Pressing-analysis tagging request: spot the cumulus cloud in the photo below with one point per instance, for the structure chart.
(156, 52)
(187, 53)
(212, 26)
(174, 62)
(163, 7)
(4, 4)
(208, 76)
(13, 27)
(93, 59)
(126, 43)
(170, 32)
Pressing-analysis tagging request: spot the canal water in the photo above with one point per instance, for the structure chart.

━━━━━━━━━━━━━━━━━━━━━━━━━━━━━━

Set down the records once more, character for character.

Pressing-analysis tagging request: spot the cumulus cloud in the photo below with one point per instance, for the structure chart.
(156, 52)
(187, 53)
(212, 26)
(174, 62)
(163, 7)
(4, 4)
(208, 76)
(13, 27)
(93, 59)
(126, 43)
(170, 32)
Pressing-analysis tagging request: spot the canal water in the photo above with one point per instance, for the structure chart.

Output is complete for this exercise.